Task instructions
Select every line of the material that contains the word "sleeve", and copy each of those lines in full.
########################################
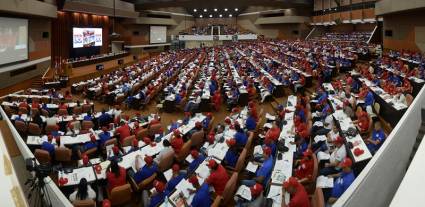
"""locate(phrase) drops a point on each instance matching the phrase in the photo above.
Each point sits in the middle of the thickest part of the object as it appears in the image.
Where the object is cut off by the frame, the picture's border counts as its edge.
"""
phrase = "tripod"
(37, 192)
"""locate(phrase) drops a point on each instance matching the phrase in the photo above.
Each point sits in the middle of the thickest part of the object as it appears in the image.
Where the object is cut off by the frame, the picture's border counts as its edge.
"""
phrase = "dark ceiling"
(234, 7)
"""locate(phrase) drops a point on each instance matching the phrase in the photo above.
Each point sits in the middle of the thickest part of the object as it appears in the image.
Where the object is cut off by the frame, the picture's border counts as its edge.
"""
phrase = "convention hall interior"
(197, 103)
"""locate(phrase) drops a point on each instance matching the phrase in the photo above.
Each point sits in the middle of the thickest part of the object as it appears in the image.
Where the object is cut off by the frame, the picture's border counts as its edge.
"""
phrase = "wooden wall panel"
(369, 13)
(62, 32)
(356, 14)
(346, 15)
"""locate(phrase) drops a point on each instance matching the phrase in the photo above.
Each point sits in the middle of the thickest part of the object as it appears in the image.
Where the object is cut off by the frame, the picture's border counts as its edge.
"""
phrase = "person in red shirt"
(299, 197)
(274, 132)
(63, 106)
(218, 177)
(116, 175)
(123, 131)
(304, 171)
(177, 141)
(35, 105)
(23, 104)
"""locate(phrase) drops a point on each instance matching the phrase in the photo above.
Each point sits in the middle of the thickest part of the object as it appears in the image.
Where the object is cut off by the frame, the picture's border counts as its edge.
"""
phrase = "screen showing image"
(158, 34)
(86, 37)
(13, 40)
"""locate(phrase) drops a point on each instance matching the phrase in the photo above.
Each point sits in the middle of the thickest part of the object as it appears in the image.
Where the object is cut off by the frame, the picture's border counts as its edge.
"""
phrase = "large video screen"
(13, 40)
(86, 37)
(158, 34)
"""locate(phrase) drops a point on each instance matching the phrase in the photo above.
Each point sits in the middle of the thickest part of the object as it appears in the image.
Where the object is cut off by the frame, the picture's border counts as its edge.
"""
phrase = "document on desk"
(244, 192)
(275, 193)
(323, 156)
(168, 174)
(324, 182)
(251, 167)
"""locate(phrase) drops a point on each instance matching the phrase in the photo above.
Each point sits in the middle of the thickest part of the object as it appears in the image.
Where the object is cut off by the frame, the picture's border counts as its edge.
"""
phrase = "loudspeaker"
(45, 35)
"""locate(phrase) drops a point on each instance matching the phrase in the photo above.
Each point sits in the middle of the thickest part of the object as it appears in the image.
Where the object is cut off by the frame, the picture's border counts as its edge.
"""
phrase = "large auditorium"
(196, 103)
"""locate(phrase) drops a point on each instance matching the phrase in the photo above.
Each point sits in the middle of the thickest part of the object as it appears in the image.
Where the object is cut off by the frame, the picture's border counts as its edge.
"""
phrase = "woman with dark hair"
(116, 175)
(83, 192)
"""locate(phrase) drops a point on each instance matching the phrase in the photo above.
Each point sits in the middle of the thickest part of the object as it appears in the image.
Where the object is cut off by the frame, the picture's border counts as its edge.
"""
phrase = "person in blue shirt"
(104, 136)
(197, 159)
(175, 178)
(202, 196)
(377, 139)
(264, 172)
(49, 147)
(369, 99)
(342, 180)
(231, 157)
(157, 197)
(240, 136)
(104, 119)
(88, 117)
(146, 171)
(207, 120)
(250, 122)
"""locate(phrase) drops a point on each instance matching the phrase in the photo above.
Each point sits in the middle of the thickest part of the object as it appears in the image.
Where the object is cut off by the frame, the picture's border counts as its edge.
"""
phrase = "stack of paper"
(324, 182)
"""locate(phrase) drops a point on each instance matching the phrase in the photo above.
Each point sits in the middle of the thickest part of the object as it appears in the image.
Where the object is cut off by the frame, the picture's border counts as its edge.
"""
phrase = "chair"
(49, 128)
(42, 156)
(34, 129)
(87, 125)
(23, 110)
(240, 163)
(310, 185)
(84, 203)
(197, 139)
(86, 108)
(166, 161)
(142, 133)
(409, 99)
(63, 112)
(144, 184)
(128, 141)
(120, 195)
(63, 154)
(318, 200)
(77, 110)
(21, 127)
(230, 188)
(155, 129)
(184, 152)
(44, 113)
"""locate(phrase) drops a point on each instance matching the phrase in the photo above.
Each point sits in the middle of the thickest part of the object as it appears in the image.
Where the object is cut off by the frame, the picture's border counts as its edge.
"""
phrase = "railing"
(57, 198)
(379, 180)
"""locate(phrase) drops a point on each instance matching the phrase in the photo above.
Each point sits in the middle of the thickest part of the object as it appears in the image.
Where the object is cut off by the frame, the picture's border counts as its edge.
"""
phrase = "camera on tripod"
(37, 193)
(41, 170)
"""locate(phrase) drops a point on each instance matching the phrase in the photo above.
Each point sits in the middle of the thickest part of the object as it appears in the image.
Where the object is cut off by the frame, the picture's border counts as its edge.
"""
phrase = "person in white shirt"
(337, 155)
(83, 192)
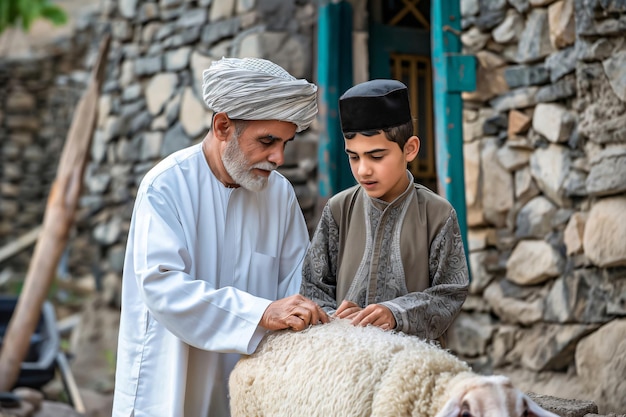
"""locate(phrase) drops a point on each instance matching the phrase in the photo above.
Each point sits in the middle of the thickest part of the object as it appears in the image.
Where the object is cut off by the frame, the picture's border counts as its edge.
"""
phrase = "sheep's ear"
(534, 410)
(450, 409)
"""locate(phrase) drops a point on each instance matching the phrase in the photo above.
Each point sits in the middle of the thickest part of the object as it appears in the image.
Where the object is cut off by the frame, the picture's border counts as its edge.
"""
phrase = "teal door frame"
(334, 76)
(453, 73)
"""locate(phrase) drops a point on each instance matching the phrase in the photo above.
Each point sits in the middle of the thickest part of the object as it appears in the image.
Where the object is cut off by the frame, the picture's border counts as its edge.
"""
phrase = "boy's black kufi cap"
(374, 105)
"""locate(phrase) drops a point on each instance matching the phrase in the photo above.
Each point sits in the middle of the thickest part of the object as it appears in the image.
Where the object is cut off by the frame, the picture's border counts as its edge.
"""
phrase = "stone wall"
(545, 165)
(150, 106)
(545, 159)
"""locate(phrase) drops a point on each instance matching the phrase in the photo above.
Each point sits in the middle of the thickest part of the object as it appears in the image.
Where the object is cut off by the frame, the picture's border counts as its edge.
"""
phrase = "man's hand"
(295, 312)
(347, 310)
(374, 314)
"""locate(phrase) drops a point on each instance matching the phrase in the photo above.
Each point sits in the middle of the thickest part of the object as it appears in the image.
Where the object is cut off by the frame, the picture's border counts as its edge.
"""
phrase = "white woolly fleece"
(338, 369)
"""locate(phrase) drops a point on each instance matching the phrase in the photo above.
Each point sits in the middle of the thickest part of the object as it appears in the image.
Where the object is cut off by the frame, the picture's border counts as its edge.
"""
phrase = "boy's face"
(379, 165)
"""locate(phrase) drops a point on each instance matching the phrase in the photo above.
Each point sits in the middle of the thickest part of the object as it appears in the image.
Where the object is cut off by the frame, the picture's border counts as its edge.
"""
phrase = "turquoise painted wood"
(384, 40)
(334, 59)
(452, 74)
########################################
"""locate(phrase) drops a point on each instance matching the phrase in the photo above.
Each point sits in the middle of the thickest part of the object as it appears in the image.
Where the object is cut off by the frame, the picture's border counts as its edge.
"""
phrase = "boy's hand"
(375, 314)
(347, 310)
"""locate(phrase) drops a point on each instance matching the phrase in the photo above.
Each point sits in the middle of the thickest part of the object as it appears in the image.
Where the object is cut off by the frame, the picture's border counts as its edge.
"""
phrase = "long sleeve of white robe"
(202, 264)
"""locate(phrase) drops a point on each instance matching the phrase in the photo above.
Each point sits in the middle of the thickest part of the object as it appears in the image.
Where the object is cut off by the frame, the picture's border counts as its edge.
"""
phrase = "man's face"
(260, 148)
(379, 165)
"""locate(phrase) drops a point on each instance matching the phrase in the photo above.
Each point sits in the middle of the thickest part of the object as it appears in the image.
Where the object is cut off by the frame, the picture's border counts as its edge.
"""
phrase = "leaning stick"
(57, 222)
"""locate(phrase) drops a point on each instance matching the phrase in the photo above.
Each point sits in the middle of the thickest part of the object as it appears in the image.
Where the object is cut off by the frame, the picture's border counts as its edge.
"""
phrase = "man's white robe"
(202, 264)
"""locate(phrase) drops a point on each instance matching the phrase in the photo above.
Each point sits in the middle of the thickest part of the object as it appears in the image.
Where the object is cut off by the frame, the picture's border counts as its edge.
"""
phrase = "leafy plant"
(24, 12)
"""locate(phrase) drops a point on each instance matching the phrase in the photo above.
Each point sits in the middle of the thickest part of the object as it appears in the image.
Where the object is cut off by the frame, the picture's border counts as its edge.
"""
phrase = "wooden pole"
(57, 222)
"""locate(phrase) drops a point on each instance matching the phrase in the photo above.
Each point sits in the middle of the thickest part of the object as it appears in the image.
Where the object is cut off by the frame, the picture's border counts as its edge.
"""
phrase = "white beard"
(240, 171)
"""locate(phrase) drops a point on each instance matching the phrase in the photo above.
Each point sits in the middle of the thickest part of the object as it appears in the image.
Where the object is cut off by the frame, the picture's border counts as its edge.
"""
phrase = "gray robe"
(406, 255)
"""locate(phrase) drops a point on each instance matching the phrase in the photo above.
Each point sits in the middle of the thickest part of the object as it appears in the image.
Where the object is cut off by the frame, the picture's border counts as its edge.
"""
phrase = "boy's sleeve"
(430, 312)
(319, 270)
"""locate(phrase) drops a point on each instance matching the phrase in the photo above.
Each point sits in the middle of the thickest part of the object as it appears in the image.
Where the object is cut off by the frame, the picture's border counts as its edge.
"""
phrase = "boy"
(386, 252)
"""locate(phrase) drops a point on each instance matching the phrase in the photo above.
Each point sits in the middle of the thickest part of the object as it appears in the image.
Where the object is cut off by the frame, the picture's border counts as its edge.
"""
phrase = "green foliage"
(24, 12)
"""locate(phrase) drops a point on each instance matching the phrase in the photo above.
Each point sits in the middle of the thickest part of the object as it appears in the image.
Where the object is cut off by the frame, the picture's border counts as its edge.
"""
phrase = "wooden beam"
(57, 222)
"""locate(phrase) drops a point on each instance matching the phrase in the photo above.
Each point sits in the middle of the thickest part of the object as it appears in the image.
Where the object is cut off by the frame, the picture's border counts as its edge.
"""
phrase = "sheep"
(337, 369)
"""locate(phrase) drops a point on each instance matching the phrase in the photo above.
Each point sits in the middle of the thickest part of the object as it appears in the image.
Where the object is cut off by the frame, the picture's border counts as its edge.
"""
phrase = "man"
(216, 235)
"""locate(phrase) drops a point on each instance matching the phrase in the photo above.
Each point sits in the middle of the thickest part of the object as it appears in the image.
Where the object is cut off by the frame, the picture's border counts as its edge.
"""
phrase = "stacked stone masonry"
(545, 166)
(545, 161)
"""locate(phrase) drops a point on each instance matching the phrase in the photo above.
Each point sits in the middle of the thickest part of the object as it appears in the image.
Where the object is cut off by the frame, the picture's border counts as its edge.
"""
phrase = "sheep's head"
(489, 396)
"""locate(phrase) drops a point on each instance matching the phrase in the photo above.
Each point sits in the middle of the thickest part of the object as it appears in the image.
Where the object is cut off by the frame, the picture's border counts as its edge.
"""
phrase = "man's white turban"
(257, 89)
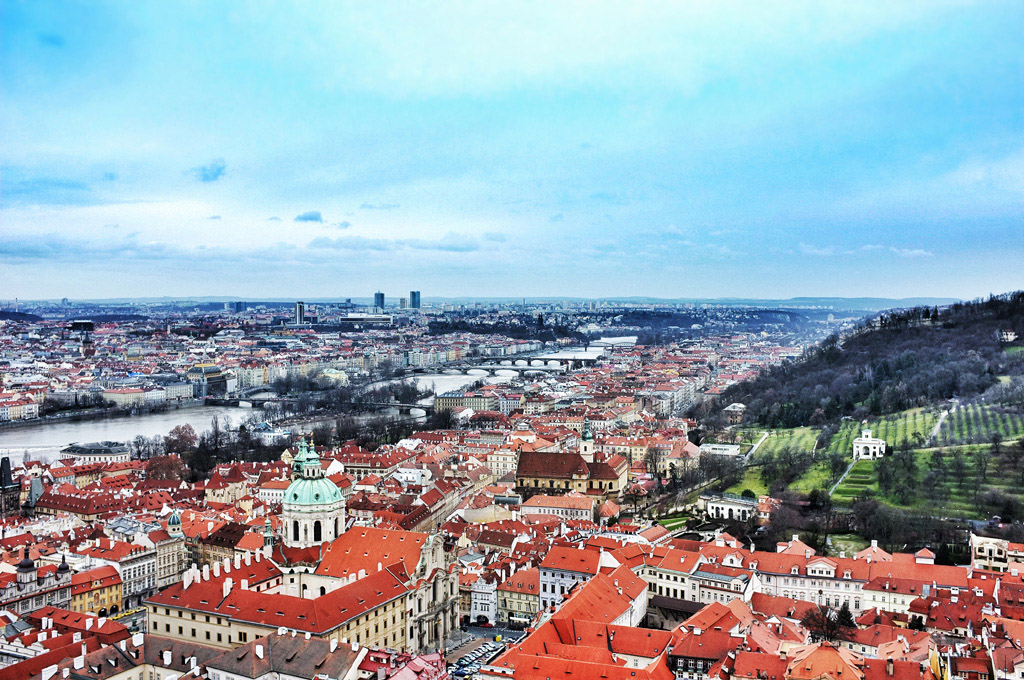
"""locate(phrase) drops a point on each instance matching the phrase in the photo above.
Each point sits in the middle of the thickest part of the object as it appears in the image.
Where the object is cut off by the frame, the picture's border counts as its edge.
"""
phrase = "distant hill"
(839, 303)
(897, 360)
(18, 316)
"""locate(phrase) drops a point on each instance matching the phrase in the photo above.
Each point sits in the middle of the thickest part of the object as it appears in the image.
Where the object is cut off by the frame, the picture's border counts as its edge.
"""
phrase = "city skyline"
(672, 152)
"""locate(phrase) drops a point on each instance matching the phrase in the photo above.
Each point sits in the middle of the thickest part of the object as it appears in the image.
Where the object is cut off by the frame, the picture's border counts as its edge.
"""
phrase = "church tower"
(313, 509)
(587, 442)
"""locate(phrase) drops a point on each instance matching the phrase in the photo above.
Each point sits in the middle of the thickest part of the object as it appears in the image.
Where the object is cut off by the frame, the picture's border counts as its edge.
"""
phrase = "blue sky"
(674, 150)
########################################
Response for this exercise
phrase = "long sleeve of white robe"
phrase = "boy's sleeve"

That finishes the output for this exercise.